DOCUMENT SEGMENT:
━━━━━━━━
NON-EMPLOYEE DIRECTOR DEFERRED STOCK UNIT AGREEMENT ANDREW CORPORATION LONG- TERM INCENTIVE PLAN
EXHIBIT 10.1
ANDREW CORPORATION LOGO)"/>
NON-EMPLOYEE DIRECTOR
DEFERRED STOCK UNIT AGREEMENT
XXXXXX CORPORATION
LONG-TERM INCENTIVE PLAN
DEFERRED STOCK UNIT AGREEMENT
XXXXXX CORPORATION
LONG-TERM INCENTIVE PLAN
THIS AGREEMENT is made as of the 8th day of February, 2005 (the “Grant Date”) between XXXXXX
CORPORATION, a Delaware corporation (the “Company”), and ___(the “Participant”).
WITNESSETH:
WHEREAS, the Company has adopted the Xxxxxx Corporation Long-Term Incentive Plan (the “Plan”)
for the purpose of providing incentives to selected key employees and directors by making available
to them opportunities to acquire an equity interest in the Company;
WHEREAS, the Participant has been granted a Deferred Stock Unit Award under the Plan; and
WHEREAS, the Participant and Company have agreed that this Agreement shall govern the terms of
the Deferred Stock Unit Award awarded on the Grant Date and shall supersede any prior agreement
regarding such Award;
NOW THEREFORE, in consideration of these premises, the parties hereto agree as follows:
1. Grant. The Company hereby grants to the Participant 5,000 Deferred Stock Units.
Each “Deferred Stock Unit” shall entitle the Participant to one Share on the vesting date, subject
to the terms of the Plan and this Agreement. Unless the context clearly provides otherwise, the
capitalized terms in this Agreement shall have the meaning ascribed to such terms under the Plan.
━━━━━━━━
SUPPLIED RECORDS:
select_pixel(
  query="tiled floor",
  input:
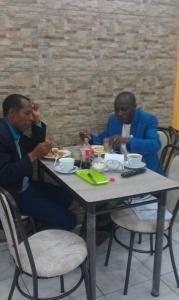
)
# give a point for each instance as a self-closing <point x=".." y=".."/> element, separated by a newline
<point x="110" y="280"/>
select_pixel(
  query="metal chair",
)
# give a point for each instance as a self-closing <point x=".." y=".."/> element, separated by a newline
<point x="45" y="254"/>
<point x="128" y="220"/>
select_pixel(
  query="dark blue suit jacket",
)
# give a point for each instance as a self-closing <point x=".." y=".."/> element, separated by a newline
<point x="145" y="139"/>
<point x="12" y="168"/>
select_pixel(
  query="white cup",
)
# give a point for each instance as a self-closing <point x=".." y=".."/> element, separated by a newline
<point x="134" y="159"/>
<point x="64" y="164"/>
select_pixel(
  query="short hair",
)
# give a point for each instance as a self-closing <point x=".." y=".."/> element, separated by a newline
<point x="128" y="96"/>
<point x="13" y="101"/>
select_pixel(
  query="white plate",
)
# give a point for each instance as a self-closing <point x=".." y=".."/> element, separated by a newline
<point x="65" y="154"/>
<point x="75" y="168"/>
<point x="139" y="165"/>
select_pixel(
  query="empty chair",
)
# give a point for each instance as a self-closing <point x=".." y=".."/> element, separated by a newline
<point x="128" y="220"/>
<point x="45" y="254"/>
<point x="164" y="139"/>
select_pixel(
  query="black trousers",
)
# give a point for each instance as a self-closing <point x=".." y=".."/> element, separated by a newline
<point x="47" y="204"/>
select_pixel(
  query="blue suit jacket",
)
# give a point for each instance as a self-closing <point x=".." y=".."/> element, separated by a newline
<point x="145" y="139"/>
<point x="12" y="168"/>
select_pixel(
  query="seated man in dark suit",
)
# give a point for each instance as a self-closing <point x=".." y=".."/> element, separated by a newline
<point x="42" y="201"/>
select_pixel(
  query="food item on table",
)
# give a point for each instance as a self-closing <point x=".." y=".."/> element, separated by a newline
<point x="55" y="152"/>
<point x="98" y="149"/>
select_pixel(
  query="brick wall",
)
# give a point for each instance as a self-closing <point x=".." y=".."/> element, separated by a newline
<point x="74" y="56"/>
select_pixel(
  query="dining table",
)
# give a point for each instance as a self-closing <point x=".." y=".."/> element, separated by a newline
<point x="119" y="189"/>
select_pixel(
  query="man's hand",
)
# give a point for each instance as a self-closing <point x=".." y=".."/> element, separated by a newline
<point x="40" y="150"/>
<point x="118" y="139"/>
<point x="35" y="113"/>
<point x="85" y="134"/>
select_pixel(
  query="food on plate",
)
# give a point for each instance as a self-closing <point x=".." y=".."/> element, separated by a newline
<point x="98" y="149"/>
<point x="55" y="152"/>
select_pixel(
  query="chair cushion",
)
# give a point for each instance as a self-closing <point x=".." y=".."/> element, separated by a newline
<point x="55" y="252"/>
<point x="127" y="219"/>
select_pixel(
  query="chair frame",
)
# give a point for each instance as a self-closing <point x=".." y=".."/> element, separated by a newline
<point x="18" y="268"/>
<point x="169" y="151"/>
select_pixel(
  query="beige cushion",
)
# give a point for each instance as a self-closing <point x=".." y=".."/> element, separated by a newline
<point x="55" y="252"/>
<point x="127" y="219"/>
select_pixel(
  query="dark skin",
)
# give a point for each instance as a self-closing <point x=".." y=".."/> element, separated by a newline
<point x="22" y="120"/>
<point x="124" y="109"/>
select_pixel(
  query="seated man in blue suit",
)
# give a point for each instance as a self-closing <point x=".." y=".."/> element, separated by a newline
<point x="132" y="129"/>
<point x="42" y="201"/>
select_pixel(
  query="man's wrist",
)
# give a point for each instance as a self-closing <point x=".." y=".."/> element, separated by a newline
<point x="32" y="156"/>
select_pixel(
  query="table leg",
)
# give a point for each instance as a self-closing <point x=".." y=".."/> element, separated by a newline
<point x="91" y="245"/>
<point x="40" y="172"/>
<point x="159" y="245"/>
━━━━━━━━
SHORT TASK:
Summarize the deferred stock unit agreement in two sentences.

RIGHT ANSWER:
The agreement, made as of February 8, 2005 between a Delaware corporation and a participant, governs a Deferred Stock Unit Award granted under the company's Long-Term Incentive Plan and supersedes any prior agreement regarding that award. Under it, the company grants the participant 5,000 Deferred Stock Units, each entitling the participant to one Share on the vesting date, subject to the terms of the Plan and the agreement.